• **Objectif A**
Extrayez mot pour mot le passage de l'article sur les békés de Martinique qui commence par « Sur le papier, son » et se termine par « trois milliards d'euros. ».
• **Objectif B**
D'après l'article sur les békés de Martinique, pourquoi certains voient-ils dans la réussite de ces chefs d'entreprise le poids de l'Histoire ? Répondez en une à trois phrases.
• **Objectif C**
Selon l'article sur les békés de Martinique, en quelle année la France a-t-elle colonisé l'île ?

• **Extrait à lire**
Le premier groupe du secteur, GBH, fondé par Bernard Hayot, béké de 89 ans, cristallise les critiques. Crédit CHARLY TRIBALLEAU / AFP
Fort-de-France, France | AFP | dimanche 13/10/2024 - "Les békés font la loi": ce cri du cœur d'une Martiniquaise, qui a du mal à joindre les deux bouts, résume les tensions socio-identitaires que traverse la Martinique, île des Caraïbes colonisée par la France en 1635 et toujours marquée par son passé esclavagiste.
Sur les sept groupes de la grande distribution, au cœur des critiques du mouvement contre la vie chère, trois des quatre premiers sont détenus par des békés, ces Martiniquais blancs créoles descendants de colons propriétaires d'esclaves.
Le premier groupe du secteur, GBH, fondé par Bernard Hayot, béké de 89 ans, cristallise les critiques.
"Le bruit ne fait pas de bien, le bien ne fait pas de bruit", répète, en privé, Bernard Hayot pour justifier la discrétion de la famille dont la fortune est estimée à 300 millions d'euros par le magazine Challenges, 431e des 500 plus riches de France.
Sur le papier, son parcours ressemble à une success-story, d'un élevage de poulets en 1960 à GBH, groupe aux multiples activités, dont l'automobile, avec un chiffre d'affaires estimé à environ trois milliards d'euros.
"Bernard Hayot, avant d'être un béké, c'est un chef d'entreprise, c'est un capitaine d'industrie", assure à l'AFP Emmanuel De Reynal, publicitaire béké.
"Je ne vois pas en quoi son appartenance +raciale+ doit être prise en considération", déclare l'homme de 58 ans.
Autre pilier du secteur, Patrick Fabre, dont le groupe CréO détient environ 20% de part de marché dans la grande distribution. Il raconte avoir lancé "avec succès" en Martinique son premier magasin de hard discount, il y a 30 ans, après trois faillites.
- "Inhumanité de l'esclavage" -
Si, pour les uns, ces succès sont ceux d'entrepreneurs, pour d'autres, ils sont marqués du poids de l'Histoire, car ces hommes blancs ont un point commun: leurs aïeux étaient propriétaires d'esclaves.

• **Données présentées**
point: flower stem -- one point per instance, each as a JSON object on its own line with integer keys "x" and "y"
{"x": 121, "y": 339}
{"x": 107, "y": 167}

• **Résultat A**
Sur le papier, son parcours ressemble à une success-story, d'un élevage de poulets en 1960 à GBH, groupe aux multiples activités, dont l'automobile, avec un chiffre d'affaires estimé à environ trois milliards d'euros.

• **Résultat B**
Pour certains, ces succès sont marqués du poids de l'Histoire parce que ces hommes blancs ont un point commun : leurs aïeux étaient propriétaires d'esclaves.

• **Résultat C**
En 1635.